The problem
Reproduce the text below, starting with "The Tennessee State Prison was" and going on through "liberal arts college.", substituting "unhygienic" for "unsanitary".

Text section
***
Tennessee State Prison
Opened on Feb. 12, 1898, just outside Nashville, the Tennessee State Prison's 120-year history has been marked by fame and infamy, with A-list celebrities and reviled assassins alike gracing its grounds.
The five-story cell blocks were designed to hold 800 inmates, but the corrections department wasted no time exceeding this limit by incarcerating around 1,200 people on opening day. The six-foot by eight-foot cells, which were designed to house one person, often held at least two inmates. Some even had four crammed inside.
The Tennessee State Prison was forced to close in June 1992 after a federal lawsuit and court ruling found it to be overcrowded and unsanitary. It has been decades since a prisoner sat behind its bars, but it is still the same place that served as both a holding cell for MLK's assassin and the setting of "The Green Mile."
Knoxville College
Opening just 10 years after slavery was abolished in 1875, Knoxville College initially offered elementary classes for freed men and women. In 1883, these men and women qualified for a college education, and it became a historically Black liberal arts college.
***
Saved entries
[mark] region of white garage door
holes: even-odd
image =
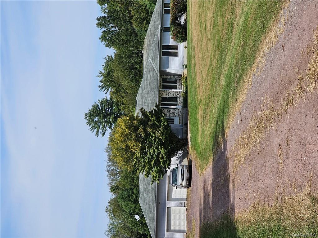
[[[175,187],[172,187],[169,184],[169,177],[167,179],[168,181],[168,201],[187,201],[187,189],[177,188]]]
[[[185,233],[186,208],[167,208],[167,232]]]

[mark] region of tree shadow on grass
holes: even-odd
[[[228,148],[224,121],[217,122],[213,145],[213,162],[205,173],[200,207],[200,237],[236,238],[234,222],[234,188],[230,187]]]

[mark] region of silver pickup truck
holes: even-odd
[[[190,166],[182,164],[170,170],[169,183],[176,188],[187,188],[190,186]]]

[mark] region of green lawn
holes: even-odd
[[[244,85],[281,2],[188,1],[190,152],[204,169],[224,139],[230,109]]]

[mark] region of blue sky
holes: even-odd
[[[95,1],[1,1],[1,236],[105,237],[104,149],[85,112],[111,54]]]

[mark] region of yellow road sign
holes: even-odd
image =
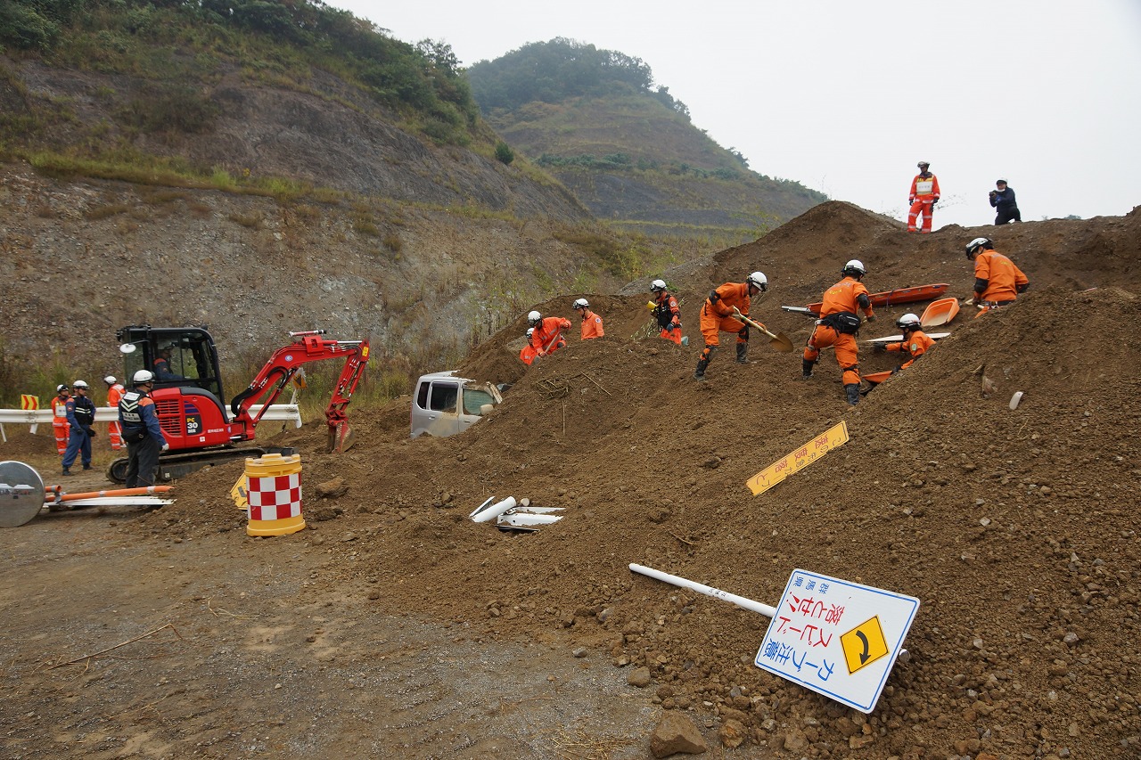
[[[799,472],[837,446],[848,443],[848,426],[844,422],[830,428],[824,435],[812,438],[796,451],[788,452],[763,470],[745,480],[753,495],[764,493],[790,475]]]
[[[880,616],[866,620],[841,634],[840,645],[844,648],[844,660],[848,662],[849,673],[855,673],[860,668],[871,665],[888,654],[888,641],[883,638]]]

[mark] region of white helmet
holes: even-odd
[[[904,316],[896,320],[896,326],[899,328],[900,330],[909,330],[909,329],[917,330],[920,326],[922,326],[922,323],[920,322],[920,318],[917,316],[908,312]]]
[[[764,276],[763,272],[754,272],[745,277],[745,282],[762,293],[769,289],[769,278]]]

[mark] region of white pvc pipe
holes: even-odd
[[[507,510],[515,508],[515,496],[508,496],[502,501],[496,501],[491,507],[480,507],[476,511],[471,512],[469,517],[471,517],[475,523],[491,523]]]
[[[648,575],[653,579],[657,579],[658,581],[672,583],[673,585],[681,587],[682,589],[690,589],[698,593],[704,593],[706,597],[713,597],[714,599],[728,601],[729,604],[737,605],[738,607],[743,607],[751,612],[760,613],[766,617],[774,617],[777,614],[776,607],[770,607],[769,605],[763,605],[760,601],[754,601],[753,599],[746,599],[745,597],[738,597],[736,593],[729,593],[728,591],[722,591],[721,589],[714,589],[712,585],[697,583],[696,581],[690,581],[679,575],[670,575],[669,573],[656,571],[653,567],[646,567],[645,565],[636,565],[634,563],[630,563],[630,569],[632,569],[636,573],[641,573],[642,575]]]

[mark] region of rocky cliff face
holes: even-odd
[[[10,359],[119,362],[115,328],[209,324],[224,357],[264,356],[284,332],[325,328],[378,356],[439,369],[555,290],[604,286],[589,253],[551,237],[591,217],[540,172],[400,129],[316,73],[308,91],[211,86],[203,134],[129,134],[114,119],[149,84],[0,59],[0,110],[71,114],[60,153],[99,140],[307,188],[277,200],[211,188],[56,178],[0,163],[0,250]]]

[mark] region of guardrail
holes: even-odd
[[[261,404],[252,404],[250,414],[257,417],[261,410]],[[113,406],[96,406],[96,422],[114,422],[119,419],[119,410]],[[301,410],[297,404],[273,404],[261,417],[262,422],[292,422],[294,428],[301,427]],[[0,439],[8,443],[8,435],[5,432],[5,425],[26,425],[31,432],[35,432],[39,425],[51,425],[50,409],[0,409]]]

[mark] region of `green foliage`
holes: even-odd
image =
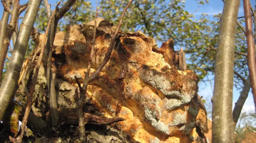
[[[256,138],[255,133],[256,131],[256,115],[255,113],[242,113],[235,130],[234,140],[236,142],[254,142]]]
[[[195,0],[200,5],[207,4],[206,0]],[[101,0],[98,4],[99,17],[110,20],[117,25],[122,10],[129,0]],[[61,6],[64,4],[61,0]],[[216,51],[207,51],[211,46],[217,48],[220,26],[220,15],[215,16],[214,20],[209,21],[206,14],[198,19],[186,10],[185,0],[142,0],[134,1],[130,6],[123,20],[121,29],[134,32],[141,30],[147,35],[155,38],[160,46],[169,38],[175,41],[176,51],[180,47],[186,53],[187,67],[195,71],[202,82],[208,82],[207,76],[214,72]],[[37,29],[44,33],[47,27],[48,18],[45,6],[41,5],[36,22]],[[52,7],[55,6],[52,6]],[[96,8],[92,8],[89,2],[78,0],[70,10],[59,22],[57,31],[64,31],[68,24],[82,24],[93,20]],[[243,22],[243,20],[240,22]],[[246,40],[244,34],[238,26],[236,34],[236,51],[246,53]],[[28,48],[32,48],[30,46]],[[246,57],[235,55],[235,70],[246,77],[248,75]],[[207,78],[206,78],[207,77]],[[234,75],[234,85],[242,87],[242,82]]]

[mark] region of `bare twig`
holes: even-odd
[[[2,4],[3,4],[3,6],[4,6],[4,10],[8,12],[9,14],[12,14],[12,10],[10,8],[10,6],[8,6],[8,4],[6,4],[6,2],[5,1],[5,0],[1,0],[1,2],[2,2]]]
[[[60,4],[60,2],[59,2],[57,6],[56,6],[56,8],[55,10],[53,12],[53,14],[50,18],[49,20],[49,22],[48,24],[48,25],[47,26],[47,28],[46,29],[46,30],[45,32],[45,35],[44,35],[44,41],[43,41],[41,45],[41,51],[40,53],[40,55],[39,56],[39,59],[37,63],[37,64],[36,66],[36,71],[35,72],[35,73],[34,75],[34,77],[33,77],[33,79],[32,80],[32,84],[30,85],[30,91],[28,96],[27,98],[27,106],[26,107],[26,111],[25,113],[25,115],[24,116],[24,118],[23,118],[23,119],[22,119],[22,123],[21,125],[21,133],[16,138],[13,138],[11,137],[10,137],[10,139],[13,142],[18,142],[18,143],[21,143],[21,141],[22,141],[22,139],[23,137],[23,134],[24,134],[24,132],[25,131],[25,128],[26,127],[26,125],[27,123],[27,122],[28,121],[28,115],[29,114],[29,112],[30,112],[30,108],[31,108],[31,106],[33,104],[33,101],[32,101],[33,98],[33,94],[34,92],[34,90],[35,89],[35,86],[37,82],[37,76],[38,76],[38,74],[39,71],[39,68],[40,67],[40,65],[41,65],[41,63],[42,62],[42,59],[43,57],[43,55],[44,54],[44,48],[45,47],[46,39],[47,39],[47,35],[48,33],[48,32],[49,31],[49,30],[50,29],[50,24],[51,24],[52,20],[52,19],[53,17],[54,16],[56,11],[57,11],[57,9],[58,7]]]
[[[46,7],[47,10],[47,14],[48,14],[48,18],[50,18],[51,17],[51,5],[49,4],[48,0],[43,0],[45,4],[45,6]]]
[[[42,59],[43,65],[46,71],[46,76],[47,80],[48,93],[50,97],[50,108],[52,116],[52,125],[54,126],[58,122],[59,116],[56,110],[58,109],[57,99],[54,84],[54,78],[52,71],[52,51],[58,23],[65,14],[70,9],[76,0],[68,0],[64,5],[56,12],[53,17],[50,32],[47,35],[47,41],[46,48]]]
[[[183,51],[182,48],[180,48],[180,51],[179,54],[179,69],[184,71],[187,69],[187,66],[186,64],[186,58],[185,53]]]
[[[13,2],[11,19],[7,27],[7,30],[6,33],[2,34],[5,35],[4,42],[2,45],[0,46],[1,46],[1,54],[0,55],[0,76],[1,77],[2,70],[4,65],[4,60],[8,51],[8,47],[10,45],[10,39],[12,35],[12,33],[16,28],[18,16],[18,13],[20,6],[19,1],[15,0]]]
[[[114,36],[111,38],[110,42],[109,45],[109,46],[108,47],[108,51],[107,51],[107,53],[106,53],[105,57],[104,57],[104,59],[103,59],[103,61],[100,65],[99,67],[97,69],[96,71],[94,72],[92,74],[91,76],[90,77],[89,77],[89,75],[90,74],[90,67],[92,64],[92,57],[94,53],[94,45],[95,42],[95,38],[96,38],[96,21],[97,21],[97,16],[98,15],[98,13],[96,12],[96,19],[95,19],[95,23],[94,23],[94,33],[93,35],[93,40],[92,41],[92,45],[93,45],[93,48],[92,48],[92,50],[91,51],[90,56],[90,59],[89,59],[89,65],[90,66],[88,66],[88,68],[87,69],[87,71],[85,72],[85,78],[84,78],[84,84],[83,85],[83,87],[82,88],[80,88],[80,97],[78,102],[78,122],[79,122],[79,130],[80,131],[80,141],[84,141],[85,139],[85,129],[84,128],[84,117],[83,116],[83,115],[82,114],[82,107],[84,106],[84,99],[85,98],[85,94],[86,92],[87,87],[89,84],[94,80],[95,80],[96,78],[98,78],[98,76],[100,73],[100,71],[101,71],[102,69],[104,67],[106,64],[108,62],[109,59],[110,57],[110,56],[111,55],[111,53],[112,53],[112,50],[113,49],[113,48],[114,45],[115,41],[116,41],[116,37],[118,33],[118,31],[121,28],[121,26],[122,25],[122,21],[124,16],[124,14],[125,14],[125,12],[129,8],[129,6],[131,5],[132,2],[134,0],[132,0],[130,1],[128,4],[127,6],[126,6],[124,10],[123,11],[123,13],[121,16],[120,18],[120,20],[119,20],[119,23],[117,26],[117,28],[115,32],[115,34]],[[97,10],[98,11],[98,10]],[[76,79],[77,82],[78,82],[78,80]],[[78,84],[78,85],[79,84]]]
[[[8,0],[7,4],[8,6],[11,6],[10,4],[10,1]],[[6,11],[4,11],[2,20],[0,21],[0,51],[3,51],[4,50],[4,39],[6,37],[6,33],[7,32],[7,25],[9,20],[10,14]],[[4,64],[6,56],[4,54],[0,54],[0,82],[2,82],[2,77],[4,69]],[[2,63],[3,63],[2,64]],[[1,119],[0,119],[0,120]]]
[[[101,64],[100,64],[100,66],[97,69],[97,71],[96,71],[94,72],[92,74],[92,75],[91,77],[90,77],[89,79],[89,82],[92,82],[98,77],[98,76],[100,74],[100,71],[101,71],[101,70],[103,68],[103,67],[104,67],[105,65],[106,65],[108,62],[108,61],[110,59],[110,56],[111,55],[112,50],[113,49],[113,47],[114,46],[115,41],[116,38],[116,36],[117,35],[117,34],[118,33],[118,31],[120,30],[120,28],[121,28],[121,26],[122,25],[122,21],[123,20],[124,16],[124,14],[125,14],[125,12],[128,9],[128,8],[129,8],[129,6],[130,5],[131,5],[133,1],[134,0],[130,1],[124,10],[123,13],[121,16],[121,18],[120,18],[120,20],[119,20],[119,23],[118,23],[118,25],[117,26],[116,30],[116,31],[114,36],[111,38],[108,49],[108,51],[107,51],[107,53],[105,55],[105,57],[104,57],[103,61],[101,63]]]
[[[6,58],[7,59],[8,59],[8,60],[9,61],[11,61],[11,58],[10,58],[10,57],[9,57],[9,56],[8,55],[6,55]]]
[[[77,116],[76,113],[74,109],[59,108],[58,112],[61,116],[62,121],[64,121],[65,123],[72,125],[77,125],[78,123],[74,120],[74,117]],[[67,114],[66,113],[70,113]],[[96,125],[110,125],[113,123],[125,120],[125,119],[120,117],[107,118],[104,116],[92,114],[89,113],[83,112],[84,121],[88,123]],[[77,120],[76,120],[77,121]]]
[[[19,10],[19,16],[20,15],[20,14],[27,8],[28,7],[28,2],[26,3],[22,4],[22,5],[20,6],[20,10]]]
[[[83,107],[84,104],[85,100],[85,94],[86,94],[87,87],[89,84],[88,79],[89,79],[89,74],[90,74],[90,72],[92,65],[92,56],[94,55],[94,51],[95,51],[94,45],[95,44],[95,40],[96,39],[96,29],[97,25],[97,18],[98,17],[98,8],[96,8],[96,16],[95,16],[95,21],[94,22],[94,27],[93,33],[93,38],[92,41],[92,50],[91,51],[91,53],[90,57],[89,60],[89,63],[88,65],[88,68],[86,71],[85,72],[85,77],[84,81],[84,84],[82,88],[81,86],[81,85],[78,81],[78,79],[76,77],[76,80],[78,84],[79,88],[79,90],[80,91],[80,97],[78,100],[77,99],[78,102],[77,102],[77,115],[78,116],[78,123],[79,126],[79,131],[80,133],[80,141],[83,141],[85,139],[85,128],[84,127],[84,117],[83,116],[83,113],[82,111]],[[76,95],[76,96],[77,97],[78,95]]]
[[[232,97],[234,60],[239,0],[225,0],[218,40],[212,98],[212,143],[233,141]]]
[[[248,94],[250,92],[250,89],[251,88],[251,84],[250,82],[250,77],[247,77],[243,87],[243,89],[241,92],[240,96],[237,101],[235,104],[235,107],[233,110],[233,121],[234,123],[234,130],[237,123],[237,121],[239,118],[240,114],[243,106],[244,104],[245,101],[248,97]]]
[[[26,53],[30,33],[36,20],[40,0],[30,0],[27,12],[20,26],[11,60],[0,88],[0,120],[12,100]],[[2,54],[1,54],[2,55]]]
[[[27,67],[28,66],[28,62],[29,60],[28,59],[27,59],[25,62],[25,64],[24,65],[24,68],[23,68],[23,70],[22,71],[22,72],[21,72],[21,74],[20,76],[20,78],[19,78],[19,80],[18,81],[18,86],[20,85],[20,83],[21,82],[23,78],[23,76],[24,75],[24,73],[25,73],[25,71],[26,71],[26,69],[27,69]],[[26,74],[25,74],[26,75]],[[24,85],[23,85],[24,86]]]
[[[243,80],[243,82],[244,82],[244,83],[245,82],[246,80],[241,74],[239,74],[238,72],[235,71],[234,71],[234,73],[235,74],[236,74],[236,75],[239,78],[240,78],[240,79],[241,79],[241,80]]]
[[[12,53],[12,52],[13,52],[13,50],[12,50],[12,46],[11,45],[11,44],[10,44],[9,45],[10,47],[10,49],[11,50],[11,53]]]
[[[256,61],[255,61],[255,51],[254,43],[252,36],[252,21],[250,16],[250,5],[248,0],[244,0],[244,10],[245,16],[246,35],[248,50],[248,67],[249,67],[250,82],[252,89],[252,94],[256,109]]]

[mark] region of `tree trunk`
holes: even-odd
[[[46,71],[42,65],[34,95],[34,111],[38,113],[34,114],[42,115],[40,118],[48,125],[38,129],[34,123],[28,125],[33,127],[30,128],[34,135],[24,137],[24,140],[78,142],[79,131],[74,94],[78,86],[75,77],[83,83],[92,49],[89,41],[94,24],[93,21],[83,25],[68,25],[66,33],[56,33],[52,70],[60,121],[52,127]],[[100,18],[97,24],[96,53],[92,59],[90,76],[103,61],[116,28]],[[87,123],[86,141],[205,142],[204,133],[208,131],[206,113],[197,94],[199,79],[196,74],[189,70],[178,71],[175,65],[170,66],[164,61],[163,52],[155,47],[155,40],[140,31],[118,36],[109,61],[87,88],[83,108]],[[43,34],[39,37],[36,40],[39,41],[38,45]],[[34,67],[36,62],[32,63]],[[28,87],[33,71],[26,75]],[[16,100],[26,103],[22,86],[19,90]]]

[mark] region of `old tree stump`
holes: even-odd
[[[116,28],[100,18],[97,21],[96,52],[90,75],[103,60]],[[30,136],[24,137],[24,140],[77,142],[79,135],[75,77],[82,84],[92,49],[94,22],[68,25],[66,32],[56,33],[52,69],[60,120],[57,126],[52,127],[46,72],[41,65],[32,112],[43,123],[30,116],[27,126],[33,135],[27,132]],[[33,36],[36,48],[44,34],[36,32]],[[176,63],[178,63],[179,53],[168,49],[173,46],[173,41],[164,43],[158,49],[155,40],[140,31],[120,32],[118,36],[110,60],[87,89],[83,110],[87,123],[87,142],[205,142],[204,133],[208,129],[206,113],[197,94],[199,80],[192,71],[178,70]],[[40,50],[36,51],[38,56]],[[24,75],[28,87],[37,63],[37,58],[32,63],[32,56],[27,58],[32,68]],[[22,85],[15,98],[26,105]]]

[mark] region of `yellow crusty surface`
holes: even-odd
[[[56,77],[76,87],[75,76],[82,84],[92,47],[86,37],[81,37],[79,26],[69,26],[76,32],[68,31],[74,41],[65,37],[61,45],[55,39],[54,52],[64,55],[65,61],[55,65]],[[90,75],[103,60],[110,38],[107,33],[96,37]],[[86,95],[105,116],[126,119],[113,125],[138,142],[200,142],[196,129],[202,133],[208,129],[206,113],[197,98],[198,78],[190,70],[170,66],[156,48],[154,40],[140,31],[120,34],[110,60]],[[58,60],[53,61],[57,64]]]

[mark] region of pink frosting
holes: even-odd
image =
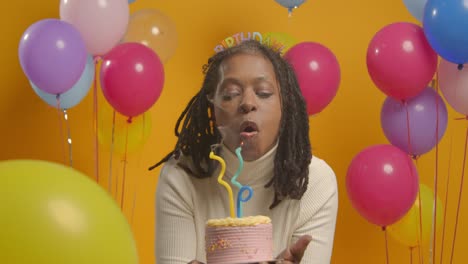
[[[209,264],[250,263],[273,259],[272,225],[206,228],[206,259]]]

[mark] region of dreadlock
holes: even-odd
[[[211,146],[221,141],[221,134],[215,125],[214,109],[208,100],[215,92],[219,81],[221,63],[239,53],[261,54],[274,67],[281,92],[282,118],[278,133],[278,147],[274,158],[272,179],[265,185],[275,191],[270,209],[289,197],[300,199],[307,190],[309,164],[312,158],[309,140],[309,120],[306,104],[296,76],[290,64],[281,53],[255,40],[244,41],[232,48],[218,52],[203,66],[205,79],[200,91],[189,101],[177,120],[175,135],[178,138],[173,151],[154,166],[154,169],[172,156],[180,154],[192,159],[191,175],[197,178],[210,177],[218,164],[209,158]],[[182,124],[182,125],[181,125]]]

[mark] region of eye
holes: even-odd
[[[227,90],[221,94],[221,99],[223,101],[231,101],[234,97],[240,95],[240,92],[237,89]]]
[[[270,92],[270,91],[259,91],[259,92],[257,92],[257,96],[260,97],[260,98],[263,98],[263,99],[266,99],[266,98],[268,98],[268,97],[270,97],[272,95],[273,95],[273,93]]]

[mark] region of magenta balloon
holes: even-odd
[[[419,179],[406,153],[392,145],[375,145],[354,157],[346,188],[360,215],[384,227],[397,222],[412,207]]]
[[[34,23],[19,44],[25,75],[49,94],[61,94],[73,87],[84,71],[87,55],[78,30],[58,19]]]
[[[164,86],[164,68],[153,50],[139,43],[122,43],[105,57],[101,88],[119,113],[135,117],[146,112]]]
[[[399,100],[409,99],[432,80],[437,54],[420,26],[392,23],[372,38],[367,49],[367,69],[383,93]]]
[[[340,86],[340,65],[325,46],[302,42],[284,55],[296,73],[309,115],[321,112],[336,96]]]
***
Finished exercise
The Tennessee State Prison was forced to close in June 1992 after a federal lawsuit and court ruling found it to be overcrowded and unhygienic. It has been decades since a prisoner sat behind its bars, but it is still the same place that served as both a holding cell for MLK's assassin and the setting of "The Green Mile."
Knoxville College
Opening just 10 years after slavery was abolished in 1875, Knoxville College initially offered elementary classes for freed men and women. In 1883, these men and women qualified for a college education, and it became a historically Black liberal arts college.